# INSTRUCTIONS FOR THE TASK:
The records that follow must be repeated exactly, except for their pictures.

# THE DATA:
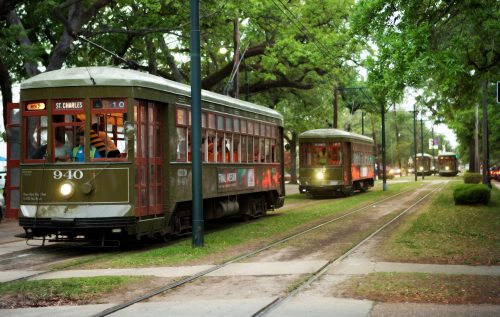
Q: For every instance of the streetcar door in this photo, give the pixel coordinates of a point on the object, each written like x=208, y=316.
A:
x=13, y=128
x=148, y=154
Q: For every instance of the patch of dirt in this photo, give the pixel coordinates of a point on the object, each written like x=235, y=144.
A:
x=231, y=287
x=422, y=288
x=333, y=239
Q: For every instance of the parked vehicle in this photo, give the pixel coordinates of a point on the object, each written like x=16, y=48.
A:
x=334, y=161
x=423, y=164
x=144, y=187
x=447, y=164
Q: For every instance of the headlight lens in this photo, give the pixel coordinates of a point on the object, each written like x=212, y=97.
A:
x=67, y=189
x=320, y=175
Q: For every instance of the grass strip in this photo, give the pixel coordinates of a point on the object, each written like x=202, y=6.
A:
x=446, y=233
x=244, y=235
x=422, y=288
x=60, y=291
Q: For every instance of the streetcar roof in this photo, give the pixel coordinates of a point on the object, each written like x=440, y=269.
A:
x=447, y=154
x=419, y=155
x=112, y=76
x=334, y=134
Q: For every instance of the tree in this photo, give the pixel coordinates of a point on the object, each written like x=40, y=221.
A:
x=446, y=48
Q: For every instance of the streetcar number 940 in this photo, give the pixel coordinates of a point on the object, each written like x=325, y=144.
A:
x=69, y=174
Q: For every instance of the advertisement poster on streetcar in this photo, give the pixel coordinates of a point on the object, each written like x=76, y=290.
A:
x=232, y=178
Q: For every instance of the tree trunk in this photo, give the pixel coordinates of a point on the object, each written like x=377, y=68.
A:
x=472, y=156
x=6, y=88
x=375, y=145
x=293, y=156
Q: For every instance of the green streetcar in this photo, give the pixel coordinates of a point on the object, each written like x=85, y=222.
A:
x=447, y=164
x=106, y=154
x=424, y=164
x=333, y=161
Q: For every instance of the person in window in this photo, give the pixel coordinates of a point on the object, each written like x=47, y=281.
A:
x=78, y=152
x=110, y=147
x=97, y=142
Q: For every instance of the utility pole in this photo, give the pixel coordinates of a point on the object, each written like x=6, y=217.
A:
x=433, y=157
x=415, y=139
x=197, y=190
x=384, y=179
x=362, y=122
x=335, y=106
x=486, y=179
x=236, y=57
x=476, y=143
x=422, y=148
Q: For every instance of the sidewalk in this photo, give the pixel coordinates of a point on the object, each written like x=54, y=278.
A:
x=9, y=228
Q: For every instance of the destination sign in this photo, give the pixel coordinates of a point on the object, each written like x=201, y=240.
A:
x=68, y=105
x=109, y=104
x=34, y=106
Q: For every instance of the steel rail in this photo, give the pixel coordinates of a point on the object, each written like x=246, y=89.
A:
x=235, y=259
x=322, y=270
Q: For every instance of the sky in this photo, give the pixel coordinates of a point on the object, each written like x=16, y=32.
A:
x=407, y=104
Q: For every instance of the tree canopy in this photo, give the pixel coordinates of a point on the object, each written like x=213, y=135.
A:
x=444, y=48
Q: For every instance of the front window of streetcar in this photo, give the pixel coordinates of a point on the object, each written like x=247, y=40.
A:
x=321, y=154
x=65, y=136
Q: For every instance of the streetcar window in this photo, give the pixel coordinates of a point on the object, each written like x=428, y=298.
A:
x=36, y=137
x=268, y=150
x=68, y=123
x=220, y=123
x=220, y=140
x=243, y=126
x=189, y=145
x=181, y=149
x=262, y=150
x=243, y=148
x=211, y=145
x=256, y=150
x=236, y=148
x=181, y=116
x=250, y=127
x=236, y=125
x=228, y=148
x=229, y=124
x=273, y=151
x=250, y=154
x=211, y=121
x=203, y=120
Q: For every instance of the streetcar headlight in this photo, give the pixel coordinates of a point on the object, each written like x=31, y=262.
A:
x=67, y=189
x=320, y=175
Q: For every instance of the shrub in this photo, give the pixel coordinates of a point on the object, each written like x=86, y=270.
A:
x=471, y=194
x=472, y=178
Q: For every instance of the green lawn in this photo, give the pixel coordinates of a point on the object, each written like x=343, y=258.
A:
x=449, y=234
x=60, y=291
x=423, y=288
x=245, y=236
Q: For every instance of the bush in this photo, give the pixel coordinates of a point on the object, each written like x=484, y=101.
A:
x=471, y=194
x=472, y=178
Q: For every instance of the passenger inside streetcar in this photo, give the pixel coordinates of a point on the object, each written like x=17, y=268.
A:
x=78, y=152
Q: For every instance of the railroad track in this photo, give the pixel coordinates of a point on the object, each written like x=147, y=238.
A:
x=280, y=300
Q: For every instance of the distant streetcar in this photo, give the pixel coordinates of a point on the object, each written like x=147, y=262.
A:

# ANSWER BELOW:
Q: For every instance of the streetcar door in this photo, give the pixel coordinates of a point on the object, each written like x=208, y=316.
A:
x=13, y=128
x=148, y=154
Q: For every instance of the patch of dirt in this photo, give the pixel coordinates of a point on the object, each written like x=235, y=144.
A:
x=231, y=287
x=422, y=288
x=333, y=239
Q: For every instance of the parked vehicle in this photo, give the pixel coordinates of a point on the object, each written like x=16, y=48.
A:
x=334, y=161
x=423, y=164
x=144, y=187
x=447, y=164
Q: For every instance of the headlight lens in this photo, give the pixel coordinates of a point on the object, each written like x=212, y=97.
A:
x=67, y=189
x=320, y=175
Q: For every instance of the grass strip in this photo, give the pixel coordinates of a point on the object, each written like x=202, y=6.
A:
x=446, y=233
x=244, y=235
x=422, y=288
x=60, y=291
Q: For every instance of the streetcar roof in this photo, give the pixel coordinates of a point on the object, each written like x=440, y=269.
A:
x=447, y=154
x=419, y=155
x=112, y=76
x=334, y=134
Q: For every instance of the tree in this photo, give the pixel coordinates of a point on the object, each written like x=40, y=221.
A:
x=446, y=48
Q: For every instance of the streetcar number 940 in this photo, give the pixel coordinates of a point on the object, each written like x=325, y=144.
A:
x=69, y=174
Q: For every instance of the advertisement poster on streetcar in this photo, give the pixel coordinates of a point on the object, each written like x=76, y=290.
A:
x=232, y=178
Q: For every instance of the tree trunk in this photo, give the pixel coordinates of a point on the object, each written like x=377, y=68.
A:
x=472, y=156
x=6, y=88
x=375, y=145
x=293, y=156
Q: For every instance of the green streetcar in this photo, give the pixel coordinates of a point on the object, each written like x=85, y=222.
A:
x=447, y=164
x=106, y=154
x=424, y=164
x=333, y=161
Q: For every instance of the person in window in this photo, give the pixel coordinates of a point on the object, each written like x=47, y=281.
A:
x=78, y=152
x=110, y=147
x=97, y=142
Q: For every instance of the utility pole in this photo, give the pixel coordinates of a point on the object, each written like x=6, y=217.
A:
x=433, y=157
x=415, y=139
x=197, y=190
x=384, y=179
x=362, y=122
x=335, y=106
x=486, y=179
x=236, y=57
x=476, y=143
x=422, y=148
Q: For every instance of the sidewalk in this photo, give the pixel coordinates of a point on the object, each written like x=54, y=278.
A:
x=9, y=228
Q: For every instance of the destination sign in this photo, give the pixel coordinates of a point on the object, each written like x=201, y=240.
A:
x=68, y=105
x=109, y=104
x=34, y=106
Q: For every instance of the steel rail in this photo, give the pixel coordinates of a point on the object, each written like x=246, y=89.
A:
x=235, y=259
x=322, y=270
Q: For every instance of the sky in this photo, give the pixel coordinates of a point on the object, each written like x=16, y=32.
A:
x=407, y=104
Q: For every instance of the tree canopy in this photo, give the pixel coordinates of a point on the object, each written like x=213, y=135.
A:
x=444, y=48
Q: For every instance of the front window of streetcar in this photo, give the pixel coordinates of a point on the object, each written like x=247, y=40.
A:
x=321, y=154
x=65, y=136
Q: For every instance of the streetcar window in this photo, give the pixel coordinates of a point on the object, each written like x=428, y=298.
A:
x=36, y=137
x=268, y=150
x=68, y=123
x=220, y=123
x=220, y=140
x=243, y=126
x=189, y=145
x=181, y=149
x=262, y=150
x=243, y=148
x=211, y=145
x=256, y=150
x=236, y=148
x=181, y=116
x=250, y=127
x=236, y=125
x=228, y=148
x=229, y=124
x=273, y=151
x=250, y=154
x=211, y=121
x=203, y=120
Q: For every instance of the streetcar headlight in this photo, give the pixel coordinates of a point on the object, each written like x=31, y=262.
A:
x=67, y=189
x=320, y=175
Q: For every instance of the shrub in this photo, give the pixel coordinates of a point on the object, each written like x=86, y=270.
A:
x=471, y=194
x=472, y=178
Q: For every instance of the green lawn in this photo, give the pixel coordinates of a point on the object, each written like x=343, y=258.
A:
x=449, y=234
x=60, y=291
x=423, y=288
x=245, y=236
Q: For every instance of the bush in this photo, give the pixel coordinates of a point on the object, each written like x=484, y=101.
A:
x=471, y=194
x=472, y=178
Q: For every instance of the passenger inside streetcar in this photo, give the pixel coordinates of a point on the object, each written like x=17, y=268.
A:
x=78, y=152
Q: For every instance of the railroad track in this photo, give the pixel coordinates of a point on the object, each written like x=147, y=238.
A:
x=280, y=300
Q: For every instance of the distant streetcar in this photo, give the pixel coordinates of a point on the object, each written like x=147, y=262.
A:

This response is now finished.